# [WHAT IS ASKED]
Your task is to repeat all of the data exactly while excluding the pictures.

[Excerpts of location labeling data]
-.-.-
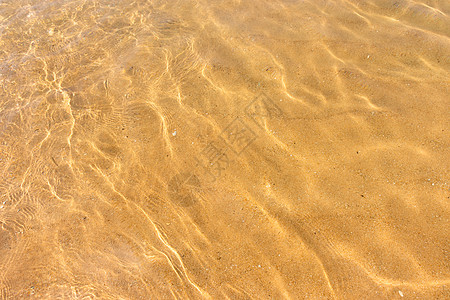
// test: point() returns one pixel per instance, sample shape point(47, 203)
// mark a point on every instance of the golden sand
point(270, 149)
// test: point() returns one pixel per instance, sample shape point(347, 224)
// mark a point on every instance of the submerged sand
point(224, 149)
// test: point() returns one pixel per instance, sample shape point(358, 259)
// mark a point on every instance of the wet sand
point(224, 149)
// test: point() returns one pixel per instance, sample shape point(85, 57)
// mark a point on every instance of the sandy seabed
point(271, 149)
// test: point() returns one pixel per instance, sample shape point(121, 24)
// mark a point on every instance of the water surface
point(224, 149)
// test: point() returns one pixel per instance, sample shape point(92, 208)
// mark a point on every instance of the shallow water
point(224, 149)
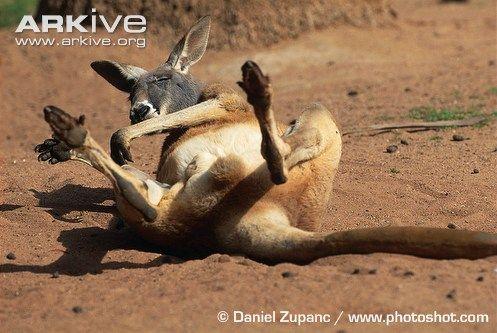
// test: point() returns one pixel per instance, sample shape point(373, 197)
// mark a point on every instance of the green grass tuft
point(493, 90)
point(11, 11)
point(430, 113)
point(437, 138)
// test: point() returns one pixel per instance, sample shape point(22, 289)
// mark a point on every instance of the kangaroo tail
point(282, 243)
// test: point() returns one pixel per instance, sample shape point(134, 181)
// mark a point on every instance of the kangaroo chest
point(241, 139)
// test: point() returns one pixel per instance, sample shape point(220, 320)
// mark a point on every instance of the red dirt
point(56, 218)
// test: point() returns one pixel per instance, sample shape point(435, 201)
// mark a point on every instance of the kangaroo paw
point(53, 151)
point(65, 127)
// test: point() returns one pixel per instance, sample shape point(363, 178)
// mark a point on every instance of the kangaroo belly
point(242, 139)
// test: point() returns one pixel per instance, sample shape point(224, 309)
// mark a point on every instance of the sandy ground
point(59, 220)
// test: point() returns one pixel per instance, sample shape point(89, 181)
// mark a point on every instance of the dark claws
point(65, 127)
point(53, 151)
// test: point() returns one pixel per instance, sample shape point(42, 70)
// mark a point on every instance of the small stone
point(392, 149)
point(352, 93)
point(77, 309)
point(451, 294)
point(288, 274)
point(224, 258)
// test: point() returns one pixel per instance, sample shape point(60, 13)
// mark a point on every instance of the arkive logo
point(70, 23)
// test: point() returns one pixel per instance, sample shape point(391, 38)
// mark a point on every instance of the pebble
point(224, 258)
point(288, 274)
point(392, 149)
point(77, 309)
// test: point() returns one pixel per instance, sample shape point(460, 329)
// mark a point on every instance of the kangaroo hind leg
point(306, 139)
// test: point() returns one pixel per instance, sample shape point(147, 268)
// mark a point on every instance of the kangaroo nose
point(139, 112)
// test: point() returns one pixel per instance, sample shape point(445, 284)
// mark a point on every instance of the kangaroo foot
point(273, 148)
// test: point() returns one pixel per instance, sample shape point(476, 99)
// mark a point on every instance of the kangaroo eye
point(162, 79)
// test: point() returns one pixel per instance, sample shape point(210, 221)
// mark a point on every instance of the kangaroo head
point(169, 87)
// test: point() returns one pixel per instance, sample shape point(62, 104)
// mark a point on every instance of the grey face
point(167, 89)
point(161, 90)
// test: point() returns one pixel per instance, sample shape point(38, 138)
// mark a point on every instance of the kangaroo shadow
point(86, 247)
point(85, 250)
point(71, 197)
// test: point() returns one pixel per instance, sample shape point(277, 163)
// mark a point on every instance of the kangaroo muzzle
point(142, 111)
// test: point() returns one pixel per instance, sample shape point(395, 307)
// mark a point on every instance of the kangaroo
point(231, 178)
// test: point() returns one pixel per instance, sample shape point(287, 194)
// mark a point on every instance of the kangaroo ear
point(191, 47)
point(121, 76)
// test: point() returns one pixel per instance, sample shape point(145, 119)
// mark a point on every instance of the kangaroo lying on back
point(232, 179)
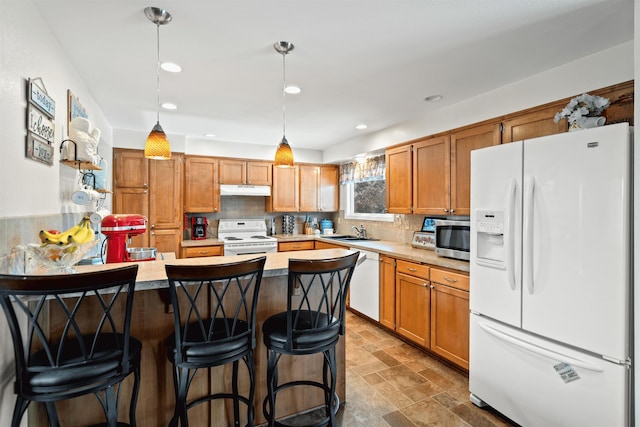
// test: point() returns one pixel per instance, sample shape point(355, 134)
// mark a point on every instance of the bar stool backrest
-.-.-
# [WORKED SOLUTION]
// test: point() returns one pixel per instance, sample shape point(47, 203)
// mark a point on every instance of the golden sand
point(270, 149)
// test: point() returns one pixel per instance, sample shape point(347, 224)
// mark a point on every instance of the submerged sand
point(224, 149)
// test: point() returns one pixel per instance, sample shape point(358, 259)
// mark a point on every instance of the wet sand
point(224, 149)
// test: point() returns one pixel per instance, sample shape point(85, 57)
// mark a point on every instance of the sandy seabed
point(271, 149)
// test: point() returns one pixel per instance, sample shape point(121, 24)
// mark a point on every instance of the water surface
point(224, 149)
// test: point() returns one pixel per instance, sample shape point(92, 208)
// mark a point on every instance of the shallow water
point(224, 149)
// test: point() returns one pixel per instance, sample shape point(373, 197)
// mark a point on every instance of the green grass tuft
point(493, 90)
point(11, 11)
point(430, 113)
point(437, 138)
// test: point() returns one pixel per instance, sample shape point(22, 289)
// mark a point on every instance of the kangaroo tail
point(282, 243)
// test: point() returns one pixel per instance, sample shape point(134, 181)
// mark a point on every instance of the kangaroo chest
point(241, 139)
// test: point() returns one pixel per instance, sample shape point(220, 320)
// mark a point on every instance of the red dirt
point(56, 218)
// test: point() returns one pixel per instance, sample shape point(435, 201)
// mark a point on every instance of the kangaroo paw
point(53, 151)
point(65, 127)
// test: point() returns one pixel per instance, sample shape point(363, 178)
// mark a point on every instance of the kangaroo belly
point(242, 139)
// test: point() returns one pixel per instance, sample shape point(224, 309)
// mark a point on every instance of the sandy ground
point(59, 220)
// test: point() returns one pixel per instance, sample shape point(89, 181)
// mark a point on every instance of the dark claws
point(65, 127)
point(53, 151)
// test: point() returns one pixel per instance, sample shape point(42, 70)
// mark a point on every instance of the small stone
point(392, 149)
point(352, 93)
point(77, 309)
point(451, 294)
point(288, 274)
point(224, 258)
// test: point() returns one pixel per instance, sample shape point(60, 13)
// mark a point on every instance of the arkive logo
point(70, 23)
// test: point() returns one pixel per instance, sample shape point(391, 38)
// mark a point on every instance of the pebble
point(224, 258)
point(288, 274)
point(392, 149)
point(77, 309)
// test: point() returns one pixel per instance, sample shape point(460, 329)
// mark a point on every instance of the kangaroo hind leg
point(306, 139)
// test: point() returns one pixel per instance, sample shape point(147, 268)
// mark a point on every instance of the kangaroo nose
point(139, 112)
// test: point() returns one pixel per instance, sample shape point(445, 284)
// mark a point on every instance of the kangaroo foot
point(273, 148)
// test: point() returns one pixel per instance, sample shape point(476, 99)
// mark a point on every instance of the kangaroo eye
point(162, 79)
// test: point() returns one pixel per instance, sample shape point(210, 221)
// mark a point on every instance of the kangaroo head
point(169, 87)
// test: point() returns one pixel per instance, sample shape point(62, 104)
// mark a point on every instance of the grey face
point(167, 89)
point(161, 90)
// test: point() returns one pixel per instance, sample shape point(38, 138)
// mark a point on every instance of the kangaroo shadow
point(86, 247)
point(85, 250)
point(71, 197)
// test: point() returns one pixel per instance, sample shape point(277, 163)
// mark a point on every instance of the kangaroo muzzle
point(142, 111)
// test: point() returns one pixel per instance, sample shape point(395, 307)
// mark a point on every instance of the kangaroo
point(231, 178)
// test: point() returns one pixel per instance, sample shape point(287, 194)
// mark a point on every instance of the kangaroo ear
point(191, 47)
point(121, 76)
// test: point() returns one pixel per instance, sample shape point(145, 119)
// mark a point on every instance of the kangaroo lying on back
point(232, 179)
// test: point() returns one pixel per instance, sample shape point(355, 134)
// mark a point on every instance of the bar stool backrest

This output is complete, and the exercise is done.